DOCUMENT SEGMENT
···
First year survival guide

For professors in Palestine

It’s hard out there for an Abu Deis employee.

Lunch — check
Snacks in case we get stuck on a checkpoint — check
Pens — check
Photocopies of once beautiful novels — check
Laptop that only connects to the internet when it feels like it — check
Band-Aids — check
Extra readings — check
Backup copies in case the printer doesn’t work — check
Skirt long enough — check

I remember my keys as I’m running downstairs to the cab.
It happens to the best of us.

I always give myself an hour to get to Abu Deis. Before Qalandia Checkpoint, the Wall, settler roads and unmanageable traffic, the trip used to take up to 30 minutes at most, 35 if you stopped in the old city in Jerusalem to buy ka’ak and falafel (totally worth the extra time).

After passing numerous awful drivers and potential flying checkpoints I am faced with two roads; the road less taken is wide, pretty, and, most notably, forbidden. The forbidden road leads to Jerusalem, and if I take it, a lot of unpleasant things will happen, including bullets. I take the other one.

Here is your first tip: unless you have an Israeli car with a yellow license plate, always take the other road.

The Dead Zone

Abu Deis, once a suburb of Jerusalem, might have been beautiful at some point. Today, the orphaned town stumbles between the Wall and painfully narrow alleyways. It has no services, since neither government wants to claim it. It also has a high percentage of crime and family feuds. The university has shut down twice this year as a result of disputes and killings.

My students mostly come from Abu Deis or areas around it. The room for a social life or extra curricular activities is very limited. Moreover, they are locked up in tiny areas with very little space. When I ask them to free write in class, or imagine being alone on a mountain, they stare at me like I’m speaking in another language.

Second tip: don’t assume. Slowly walk your students towards freedom of thought.

Three-ring Circus

I never knew this kind of love before.

Since we take a liberal education approach, our class size doesn’t exceed 20 students, who all sit around a table. When you walk into the class you see everybody: women in colourful veils with little earrings sitting where the pin needs to be, young men in printed shirts saying things like “FBI: Female Body Investigators”, “God” or “Revolution”, nail polish in crazy red and backcombed hair.

The thing about being 18 is how funny everything is. It doesn’t take much to make them laugh or get embarrassed. The class erupts in sudden laughter every time somebody says something outrageous. It’s even funnier when I laugh instead of trying to bring back order. There is something so gratifying about their laughter; the way their bodies move despite themselves and then how they try to kill the joke.

At the end of this semester I wanted my First Year Seminar class to learn all the major schools of philosophy. To do so without the constant threat of them falling asleep, I prepared a game of charades. Everything from “humans are animals that make bargains” to “God is dead” were carefully written on cards and arranged in a stack. During that class, I realised how much I love them.
···
EXERCISES TO COMPLETE
[A] In the survival guide for professors in Palestine, what caused the university to shut down twice this year?
[B] Continue the survival guide for professors in Palestine from the point where it stops.
···
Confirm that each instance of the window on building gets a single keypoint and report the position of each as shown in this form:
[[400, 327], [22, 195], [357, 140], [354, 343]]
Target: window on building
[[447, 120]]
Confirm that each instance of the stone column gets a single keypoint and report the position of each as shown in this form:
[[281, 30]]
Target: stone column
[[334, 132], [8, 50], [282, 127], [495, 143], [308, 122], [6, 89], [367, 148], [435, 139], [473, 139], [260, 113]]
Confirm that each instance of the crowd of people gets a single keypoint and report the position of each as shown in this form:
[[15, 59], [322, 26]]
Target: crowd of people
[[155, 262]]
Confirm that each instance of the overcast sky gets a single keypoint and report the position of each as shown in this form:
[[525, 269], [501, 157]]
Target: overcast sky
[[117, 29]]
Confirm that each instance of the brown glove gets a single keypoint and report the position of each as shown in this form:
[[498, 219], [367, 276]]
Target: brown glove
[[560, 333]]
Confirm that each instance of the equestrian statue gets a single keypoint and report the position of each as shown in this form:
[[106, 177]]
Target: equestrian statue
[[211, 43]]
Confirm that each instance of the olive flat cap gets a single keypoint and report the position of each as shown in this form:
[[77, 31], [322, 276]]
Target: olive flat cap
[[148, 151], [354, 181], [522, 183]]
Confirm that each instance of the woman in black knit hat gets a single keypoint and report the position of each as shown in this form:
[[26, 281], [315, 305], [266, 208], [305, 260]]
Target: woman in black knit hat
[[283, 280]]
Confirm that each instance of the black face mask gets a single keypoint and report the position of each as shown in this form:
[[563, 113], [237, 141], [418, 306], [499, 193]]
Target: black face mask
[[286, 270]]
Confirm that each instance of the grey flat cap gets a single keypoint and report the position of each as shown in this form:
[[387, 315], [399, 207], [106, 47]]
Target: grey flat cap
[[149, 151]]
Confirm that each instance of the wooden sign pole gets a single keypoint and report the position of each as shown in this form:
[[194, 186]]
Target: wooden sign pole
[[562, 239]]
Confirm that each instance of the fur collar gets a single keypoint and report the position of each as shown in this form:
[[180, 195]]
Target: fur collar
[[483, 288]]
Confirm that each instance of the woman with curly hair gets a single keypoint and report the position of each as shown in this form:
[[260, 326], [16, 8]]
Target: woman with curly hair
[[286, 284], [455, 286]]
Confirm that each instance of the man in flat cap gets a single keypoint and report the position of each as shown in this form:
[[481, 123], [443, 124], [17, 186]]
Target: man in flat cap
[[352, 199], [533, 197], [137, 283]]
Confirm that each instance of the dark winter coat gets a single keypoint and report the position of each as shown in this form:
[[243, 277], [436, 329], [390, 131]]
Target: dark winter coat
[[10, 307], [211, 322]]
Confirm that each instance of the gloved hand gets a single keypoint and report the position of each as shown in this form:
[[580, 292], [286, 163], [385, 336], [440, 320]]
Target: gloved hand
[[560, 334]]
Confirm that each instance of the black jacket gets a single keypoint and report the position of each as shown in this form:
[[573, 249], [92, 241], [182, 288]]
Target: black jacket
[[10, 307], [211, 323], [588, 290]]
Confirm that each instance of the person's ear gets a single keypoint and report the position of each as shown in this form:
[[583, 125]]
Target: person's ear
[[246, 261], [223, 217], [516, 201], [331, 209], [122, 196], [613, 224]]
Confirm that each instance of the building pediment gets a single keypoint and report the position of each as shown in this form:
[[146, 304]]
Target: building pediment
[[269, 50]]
···
ANSWER SET
[A] Disputes and killings.

[B]
It wasn’t just how funny they looked trying to act out existentialism, but the way they understood each other. Some would just do two gestures and the words would collapse from the ceiling. Voices would scream trying to construct a concept, and then a lone wolf would quietly utter it and win the game.

What I feel towards them is a love that makes no sense: they piss me off, don’t do their work on time, complain a lot and have an attitude, but when they push themselves to broader horizons the whole world seems to open up.

Then again, when you as much as glance at your watch, they’re ready to go.

Third tip: you will love them despite yourself.

Muddling Through the Middle

When you have to grade, grammatical mistakes and structure will be the least of your problems. You will spend a significant amount of time reading papers you know were written haphazardly and without appropriate research, or plagiarised papers after you’ve said, a million times, that you research every odd sentence you suspect.

But then, right when you begin to give on life and question your career choice and capacity to make any kind of impact, you find that one paper that is well-thought out and beautifully written and all your broken faith is restored. Sixty-four papers later, you have to understand how to muddle through the middle.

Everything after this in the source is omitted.